Why start a coalition?

___To address an urgent situation.

___To actually obtain or provide services.

___To bring about more effective and efficient delivery of programs and eliminate any unnecessary duplication of services.

___To pool resources.

___To increase communication among groups and break down stereotypes.

___To revitalize the sagging energies of members of groups who are trying to do too much alone.

___To plan and launch community-wide initiatives on a variety of issues.

___To develop and use political clout to gain services or other benefits for the community.

___To create long-term, permanent social change.

When should you start a coalition?

___You respond to dramatic or disturbing community events

___You react to new information

___You respond to changes in circumstances or regulations

___You take advantage of new funding

___You address an outside threat

___You try to create significant change in the community

___You form a coalition when trust and perception of a need make it possible

___You recognize the barriers to starting a coalition.

Who should be part of a coalition?

___You include stakeholders, both beneficiaries of the work of the coalition and those otherwise affected by it.

___You include opinion leaders.

___You include policy makers.

___You include members of the community at large

How do you start a community coalition?

◇ ◇ ◇ ◇ ◇

* **GIVEN TASK 1**
Count the lines in the rows that contain the string "mountain" and reply with only that number.
The text on coalitions and the rows that come after it have unrelated origins.

* **DATASET ENTRIES**
◇ ◇ ◇ ◇ ◇

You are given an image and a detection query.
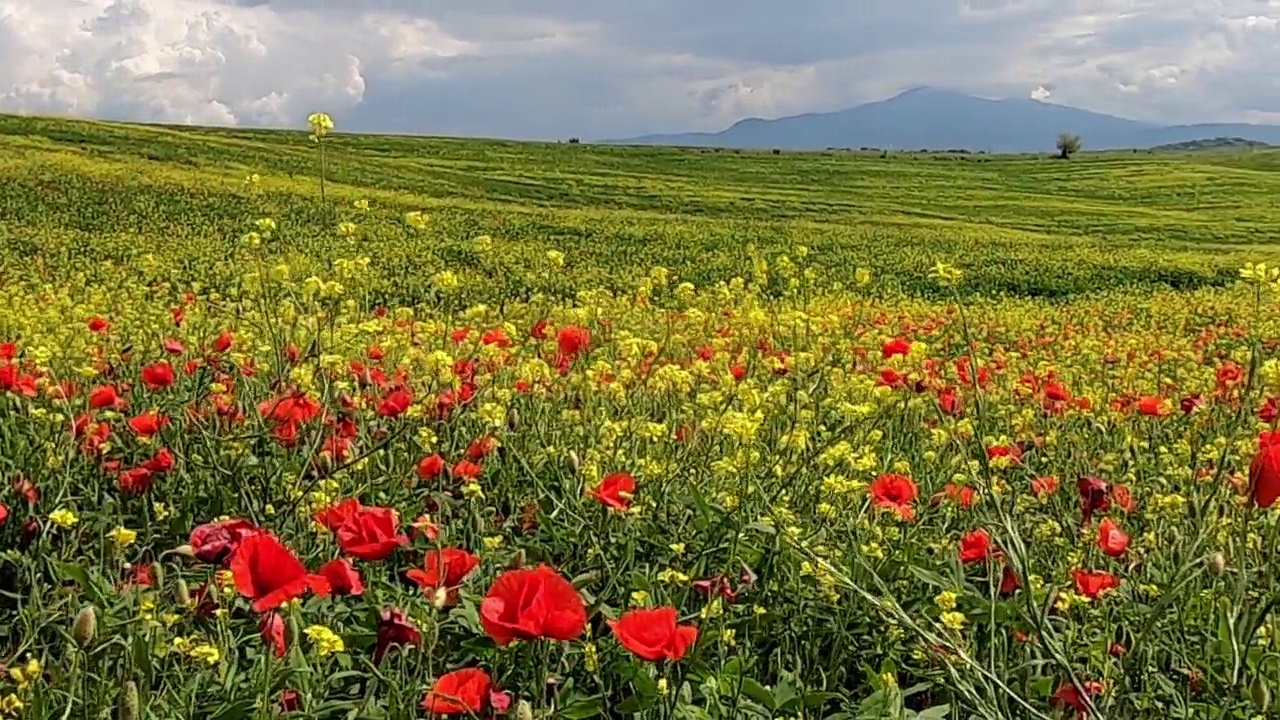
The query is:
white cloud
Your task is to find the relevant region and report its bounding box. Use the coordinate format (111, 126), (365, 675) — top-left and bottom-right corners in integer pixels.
(0, 0), (1280, 137)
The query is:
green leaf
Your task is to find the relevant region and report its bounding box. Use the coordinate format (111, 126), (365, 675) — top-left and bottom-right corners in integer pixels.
(556, 697), (604, 720)
(742, 678), (778, 710)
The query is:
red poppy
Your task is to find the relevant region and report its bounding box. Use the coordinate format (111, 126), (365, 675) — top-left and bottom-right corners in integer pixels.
(335, 507), (408, 562)
(88, 386), (124, 410)
(608, 607), (698, 662)
(467, 436), (498, 462)
(261, 612), (287, 657)
(1138, 396), (1169, 418)
(556, 325), (591, 359)
(1098, 518), (1129, 557)
(588, 473), (636, 511)
(869, 473), (919, 520)
(230, 532), (329, 612)
(406, 547), (480, 592)
(214, 331), (236, 352)
(1071, 570), (1120, 600)
(1249, 430), (1280, 507)
(881, 337), (911, 360)
(960, 528), (991, 565)
(378, 388), (413, 418)
(1000, 565), (1023, 594)
(1075, 478), (1111, 524)
(422, 667), (493, 716)
(115, 468), (152, 495)
(449, 460), (484, 482)
(480, 565), (586, 646)
(417, 455), (444, 480)
(314, 497), (361, 533)
(374, 607), (422, 665)
(129, 410), (169, 438)
(1053, 680), (1103, 720)
(317, 557), (365, 596)
(187, 520), (266, 562)
(141, 360), (175, 389)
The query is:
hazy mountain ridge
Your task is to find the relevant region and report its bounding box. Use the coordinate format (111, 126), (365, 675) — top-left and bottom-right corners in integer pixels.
(604, 87), (1280, 152)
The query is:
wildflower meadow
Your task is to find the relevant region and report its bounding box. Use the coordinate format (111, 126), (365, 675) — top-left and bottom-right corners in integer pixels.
(0, 113), (1280, 720)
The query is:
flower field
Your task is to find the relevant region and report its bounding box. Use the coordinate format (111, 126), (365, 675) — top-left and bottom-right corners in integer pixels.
(0, 118), (1280, 720)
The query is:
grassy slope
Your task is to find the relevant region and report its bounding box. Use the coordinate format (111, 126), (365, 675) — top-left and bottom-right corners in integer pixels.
(0, 115), (1280, 299)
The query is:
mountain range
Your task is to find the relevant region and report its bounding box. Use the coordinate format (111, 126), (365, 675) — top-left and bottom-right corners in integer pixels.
(604, 87), (1280, 152)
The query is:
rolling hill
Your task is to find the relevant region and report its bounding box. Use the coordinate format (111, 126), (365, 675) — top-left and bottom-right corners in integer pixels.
(605, 87), (1280, 152)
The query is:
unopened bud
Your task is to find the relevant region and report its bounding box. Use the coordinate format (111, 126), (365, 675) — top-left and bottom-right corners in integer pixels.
(119, 680), (138, 720)
(173, 578), (191, 607)
(1249, 675), (1271, 711)
(72, 605), (97, 647)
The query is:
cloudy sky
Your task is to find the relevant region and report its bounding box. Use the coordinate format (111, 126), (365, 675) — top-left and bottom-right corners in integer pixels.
(0, 0), (1280, 140)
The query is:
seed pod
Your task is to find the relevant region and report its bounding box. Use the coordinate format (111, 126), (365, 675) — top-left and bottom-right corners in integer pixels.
(119, 680), (138, 720)
(72, 605), (97, 647)
(1208, 552), (1226, 575)
(173, 578), (191, 607)
(1249, 675), (1271, 711)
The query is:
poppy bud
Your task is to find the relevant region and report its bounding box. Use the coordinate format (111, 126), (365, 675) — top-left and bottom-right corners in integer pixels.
(173, 578), (191, 607)
(119, 680), (138, 720)
(1249, 675), (1271, 711)
(1207, 552), (1226, 575)
(72, 605), (97, 647)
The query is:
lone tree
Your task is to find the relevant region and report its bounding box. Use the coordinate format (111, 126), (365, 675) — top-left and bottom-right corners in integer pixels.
(1057, 132), (1080, 160)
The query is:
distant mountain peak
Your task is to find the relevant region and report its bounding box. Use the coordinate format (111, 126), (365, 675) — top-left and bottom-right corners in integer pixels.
(601, 85), (1280, 152)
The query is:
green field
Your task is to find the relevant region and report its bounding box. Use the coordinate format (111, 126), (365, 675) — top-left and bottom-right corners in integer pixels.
(0, 117), (1280, 301)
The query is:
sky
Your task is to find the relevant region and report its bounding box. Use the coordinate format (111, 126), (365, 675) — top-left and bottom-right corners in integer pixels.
(0, 0), (1280, 140)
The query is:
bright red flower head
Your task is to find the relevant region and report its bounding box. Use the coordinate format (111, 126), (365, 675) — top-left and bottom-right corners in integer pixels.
(960, 528), (991, 565)
(129, 410), (169, 438)
(881, 337), (911, 360)
(608, 607), (698, 662)
(335, 507), (408, 562)
(422, 667), (493, 716)
(1249, 430), (1280, 507)
(141, 360), (177, 389)
(588, 473), (636, 511)
(480, 565), (586, 646)
(869, 473), (919, 520)
(88, 386), (124, 410)
(1071, 570), (1120, 600)
(230, 532), (329, 612)
(556, 325), (591, 357)
(187, 520), (266, 562)
(1098, 518), (1129, 557)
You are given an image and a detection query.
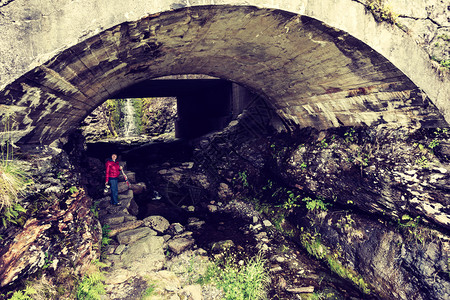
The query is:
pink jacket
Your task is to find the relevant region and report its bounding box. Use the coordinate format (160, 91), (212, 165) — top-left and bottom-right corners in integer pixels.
(106, 159), (120, 183)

◇ ◇ ◇ ◇ ◇

* **GIVEN TASK 2**
In the text on coalitions, which group is listed after stakeholders, opinion leaders, and policy makers as people to include in a coalition?

* **FULL ANSWER 1**
3

* **FULL ANSWER 2**
Members of the community at large.